**Task details**. Extract every line of the items below that contains the string "group", and copy each one in full.

**Information provided**.
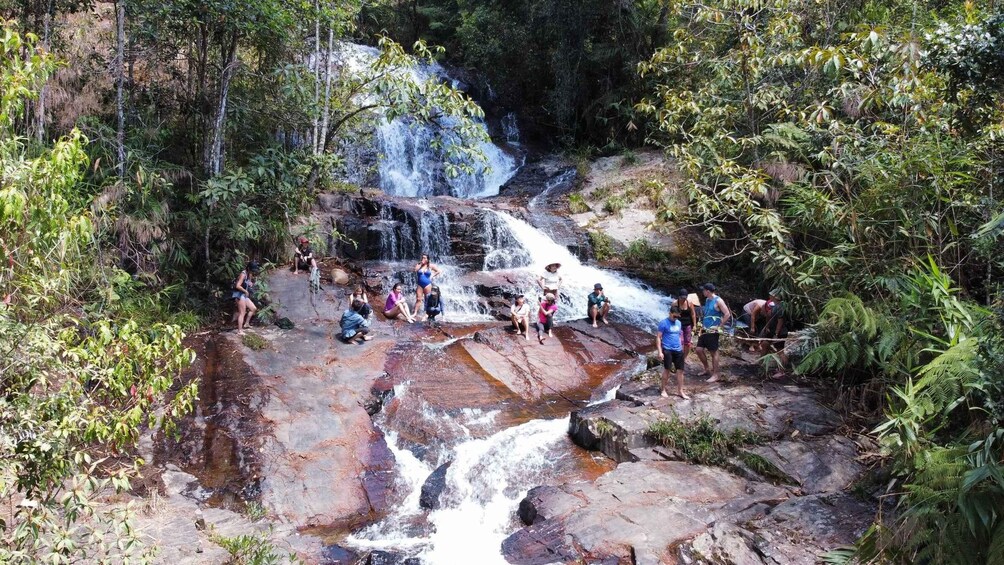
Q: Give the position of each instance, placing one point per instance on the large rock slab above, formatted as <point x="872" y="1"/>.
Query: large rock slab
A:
<point x="765" y="408"/>
<point x="796" y="531"/>
<point x="825" y="465"/>
<point x="636" y="513"/>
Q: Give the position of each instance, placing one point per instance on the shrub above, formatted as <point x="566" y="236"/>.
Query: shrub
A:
<point x="602" y="245"/>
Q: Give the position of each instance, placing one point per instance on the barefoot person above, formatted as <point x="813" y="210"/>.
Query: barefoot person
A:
<point x="550" y="282"/>
<point x="424" y="273"/>
<point x="303" y="257"/>
<point x="715" y="319"/>
<point x="545" y="317"/>
<point x="397" y="306"/>
<point x="688" y="319"/>
<point x="241" y="295"/>
<point x="520" y="316"/>
<point x="353" y="326"/>
<point x="599" y="304"/>
<point x="671" y="352"/>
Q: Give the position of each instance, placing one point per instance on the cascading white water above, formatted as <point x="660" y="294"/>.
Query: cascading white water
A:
<point x="484" y="484"/>
<point x="530" y="250"/>
<point x="410" y="164"/>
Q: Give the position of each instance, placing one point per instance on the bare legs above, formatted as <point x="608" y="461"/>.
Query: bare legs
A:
<point x="595" y="312"/>
<point x="401" y="309"/>
<point x="245" y="312"/>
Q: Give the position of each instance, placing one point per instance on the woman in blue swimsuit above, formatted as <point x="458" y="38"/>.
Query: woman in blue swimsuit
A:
<point x="424" y="273"/>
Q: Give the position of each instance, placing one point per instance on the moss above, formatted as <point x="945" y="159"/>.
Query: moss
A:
<point x="576" y="204"/>
<point x="254" y="341"/>
<point x="602" y="245"/>
<point x="701" y="441"/>
<point x="764" y="468"/>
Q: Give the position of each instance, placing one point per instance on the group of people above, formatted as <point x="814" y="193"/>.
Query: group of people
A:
<point x="428" y="299"/>
<point x="675" y="336"/>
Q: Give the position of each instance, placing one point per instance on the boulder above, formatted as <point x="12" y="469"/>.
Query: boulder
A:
<point x="767" y="409"/>
<point x="434" y="487"/>
<point x="637" y="513"/>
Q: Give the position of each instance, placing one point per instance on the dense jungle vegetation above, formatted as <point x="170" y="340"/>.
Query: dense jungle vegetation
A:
<point x="847" y="152"/>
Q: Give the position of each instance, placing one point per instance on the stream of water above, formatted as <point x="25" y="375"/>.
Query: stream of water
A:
<point x="489" y="472"/>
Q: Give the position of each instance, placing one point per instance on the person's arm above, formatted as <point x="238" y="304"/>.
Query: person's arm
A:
<point x="726" y="313"/>
<point x="240" y="283"/>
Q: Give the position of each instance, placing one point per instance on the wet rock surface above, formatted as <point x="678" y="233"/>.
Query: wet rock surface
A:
<point x="789" y="505"/>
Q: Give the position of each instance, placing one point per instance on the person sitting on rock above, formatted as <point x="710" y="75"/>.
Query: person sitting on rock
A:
<point x="397" y="305"/>
<point x="241" y="295"/>
<point x="353" y="326"/>
<point x="715" y="320"/>
<point x="599" y="304"/>
<point x="303" y="257"/>
<point x="550" y="282"/>
<point x="520" y="316"/>
<point x="359" y="294"/>
<point x="434" y="304"/>
<point x="545" y="317"/>
<point x="671" y="352"/>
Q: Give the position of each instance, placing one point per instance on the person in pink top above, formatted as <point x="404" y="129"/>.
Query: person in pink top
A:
<point x="545" y="317"/>
<point x="397" y="306"/>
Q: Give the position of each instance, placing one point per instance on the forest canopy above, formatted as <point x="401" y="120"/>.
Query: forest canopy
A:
<point x="847" y="153"/>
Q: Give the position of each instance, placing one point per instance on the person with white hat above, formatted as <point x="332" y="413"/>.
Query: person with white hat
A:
<point x="550" y="282"/>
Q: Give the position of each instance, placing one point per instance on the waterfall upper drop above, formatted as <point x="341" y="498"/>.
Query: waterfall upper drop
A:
<point x="409" y="163"/>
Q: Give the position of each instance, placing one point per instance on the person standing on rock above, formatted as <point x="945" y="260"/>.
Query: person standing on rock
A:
<point x="434" y="304"/>
<point x="715" y="319"/>
<point x="424" y="273"/>
<point x="359" y="294"/>
<point x="671" y="352"/>
<point x="520" y="316"/>
<point x="688" y="319"/>
<point x="303" y="257"/>
<point x="550" y="282"/>
<point x="241" y="295"/>
<point x="353" y="326"/>
<point x="599" y="304"/>
<point x="545" y="317"/>
<point x="397" y="305"/>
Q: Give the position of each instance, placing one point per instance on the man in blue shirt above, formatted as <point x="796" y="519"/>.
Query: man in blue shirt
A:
<point x="671" y="352"/>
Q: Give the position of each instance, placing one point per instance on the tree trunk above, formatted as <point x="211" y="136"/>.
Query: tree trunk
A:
<point x="119" y="87"/>
<point x="214" y="145"/>
<point x="322" y="139"/>
<point x="42" y="93"/>
<point x="314" y="136"/>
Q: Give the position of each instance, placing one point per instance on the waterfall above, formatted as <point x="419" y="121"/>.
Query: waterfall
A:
<point x="410" y="164"/>
<point x="523" y="251"/>
<point x="484" y="484"/>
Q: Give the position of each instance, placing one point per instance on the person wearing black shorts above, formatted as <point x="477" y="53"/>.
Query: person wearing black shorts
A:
<point x="715" y="319"/>
<point x="671" y="352"/>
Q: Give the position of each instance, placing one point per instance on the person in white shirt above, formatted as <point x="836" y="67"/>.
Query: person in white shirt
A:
<point x="550" y="282"/>
<point x="521" y="316"/>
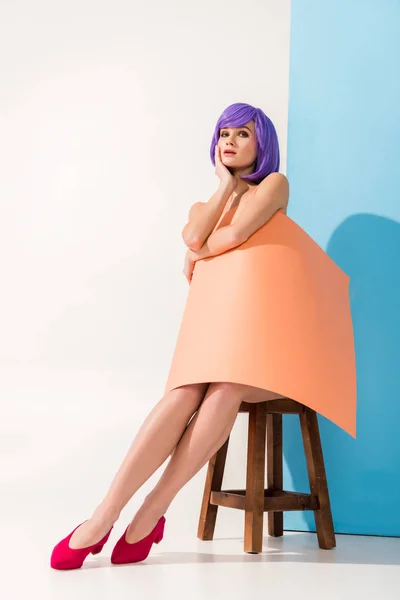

**Answer to this task**.
Q: Give the position of each instance, placing one point per instance on the group of people above, formatted as <point x="814" y="193"/>.
Query: group of people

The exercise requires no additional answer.